## [Data to process]

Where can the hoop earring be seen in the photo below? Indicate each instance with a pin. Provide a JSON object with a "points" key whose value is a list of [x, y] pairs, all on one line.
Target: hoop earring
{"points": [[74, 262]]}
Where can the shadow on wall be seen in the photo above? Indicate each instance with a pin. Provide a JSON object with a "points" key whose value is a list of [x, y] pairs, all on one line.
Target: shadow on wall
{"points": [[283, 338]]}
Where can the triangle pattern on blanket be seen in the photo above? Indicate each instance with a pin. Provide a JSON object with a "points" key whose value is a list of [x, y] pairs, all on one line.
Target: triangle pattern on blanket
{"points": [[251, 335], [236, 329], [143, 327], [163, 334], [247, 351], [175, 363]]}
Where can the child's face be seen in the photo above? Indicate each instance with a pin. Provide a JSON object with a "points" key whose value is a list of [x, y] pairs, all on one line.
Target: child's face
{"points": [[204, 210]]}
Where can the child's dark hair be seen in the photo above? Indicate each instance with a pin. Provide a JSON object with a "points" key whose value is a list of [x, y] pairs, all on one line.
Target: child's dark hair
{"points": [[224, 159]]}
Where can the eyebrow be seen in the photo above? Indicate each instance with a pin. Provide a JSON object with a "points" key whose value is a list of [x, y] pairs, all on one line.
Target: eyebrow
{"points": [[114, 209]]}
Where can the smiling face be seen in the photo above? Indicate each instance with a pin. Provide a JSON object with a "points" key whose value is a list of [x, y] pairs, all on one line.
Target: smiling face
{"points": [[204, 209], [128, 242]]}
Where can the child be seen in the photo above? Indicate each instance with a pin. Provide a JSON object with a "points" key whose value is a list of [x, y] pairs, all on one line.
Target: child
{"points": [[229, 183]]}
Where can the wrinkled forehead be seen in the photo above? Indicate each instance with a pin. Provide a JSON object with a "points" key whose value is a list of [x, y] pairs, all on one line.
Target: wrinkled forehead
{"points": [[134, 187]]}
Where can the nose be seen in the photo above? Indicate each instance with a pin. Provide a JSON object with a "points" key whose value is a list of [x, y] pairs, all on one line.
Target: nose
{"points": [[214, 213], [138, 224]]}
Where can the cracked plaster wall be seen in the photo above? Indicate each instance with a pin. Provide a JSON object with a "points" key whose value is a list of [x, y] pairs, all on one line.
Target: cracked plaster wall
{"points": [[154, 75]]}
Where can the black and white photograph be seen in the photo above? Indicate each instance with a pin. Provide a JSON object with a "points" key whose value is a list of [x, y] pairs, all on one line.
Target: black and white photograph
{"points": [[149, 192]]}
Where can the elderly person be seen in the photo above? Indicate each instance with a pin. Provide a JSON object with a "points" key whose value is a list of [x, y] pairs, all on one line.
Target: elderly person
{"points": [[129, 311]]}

## [Problem to solve]
An exact reproduction of all the records is required.

## [Solution for this task]
Where can the hoop earring be seen in the photo below? Indicate each instance with a pin. Provide a JSON object with a "points" key whose value is a list of [x, y] pairs, all on one line.
Target: hoop earring
{"points": [[74, 262]]}
Where can the shadow on wall be seen in the photo above? Indicate each instance with a pin. Provide a JSON object with a "points" key whose value is a list of [x, y] pairs, all on one line.
Target: shadow on wall
{"points": [[283, 338]]}
Where can the triangle pattern on blanket be seen in the photo above? Indicate each instance with a pin. Provide a JSON object with a "points" key whose value is a list of [x, y] pairs, all on one line.
Target: triangle pattern on blanket
{"points": [[251, 335], [236, 329], [143, 327], [163, 334], [247, 351], [175, 363]]}
Where can the child's face be seen in the photo above? Indicate each instance with a pin. Provide a JSON object with a "points" key whose value is a list of [x, y] pairs, all on one line.
Target: child's face
{"points": [[204, 210]]}
Where can the child's dark hair be seen in the photo above? Indicate each instance with a pin. Provide a JSON object with a "points" key whose value is a list of [x, y] pairs, all on one line.
Target: child's dark hair
{"points": [[224, 159]]}
Where can the eyebrow be seen in the photo above? Indicate each instance with a pin. Provide a JSON object with a "points" key whose value is a list of [x, y] pairs, all on one line.
Target: eyebrow
{"points": [[114, 209]]}
Where can the smiling face be seen in the photo above? Indicate each instance with a pin. Provide a JSON object with a "points" key whose value is a list of [x, y] pairs, all on one line.
Target: smiling face
{"points": [[204, 209], [128, 242]]}
Where can the child be seen in the photo above? Indicate each instance with a pin. Provide a JSON object with a "points" key whose value is a list of [x, y] pairs, all on one line.
Target: child
{"points": [[229, 183]]}
Where can the wrinkled forehead be seen in the photo above? Indicate each instance with a pin. Provide a JSON object with a "points" key whose value is a list of [x, y] pairs, all on one line.
Target: wrinkled forehead
{"points": [[134, 187]]}
Where can the nose be seen in the photo above? Indicate each instance with a pin. Provide a JSON object with a "points" key whose value is a list of [x, y] pairs, all on one line.
Target: nose
{"points": [[214, 213], [138, 224]]}
Where can the cracked plaster wall be seen in the photo above? Indicate each instance with a pin. Provide a JSON object with a "points" key whose value is a list of [x, y] pairs, all on one line.
Target: cracked plaster wall
{"points": [[154, 75]]}
Where can the black and white photograph be seen in the photo above? Indicate each instance with a pin. Provide a JSON object with a "points" key whose value is a list of [x, y] pairs, all on one line.
Target: black and white photograph
{"points": [[149, 192]]}
Where can the elderly person be seen in the photo above? Indicate each instance with a pin. Provide a JSON object with a "points" key whose value is a list of [x, y] pairs, all on one line.
Target: elderly person
{"points": [[129, 311]]}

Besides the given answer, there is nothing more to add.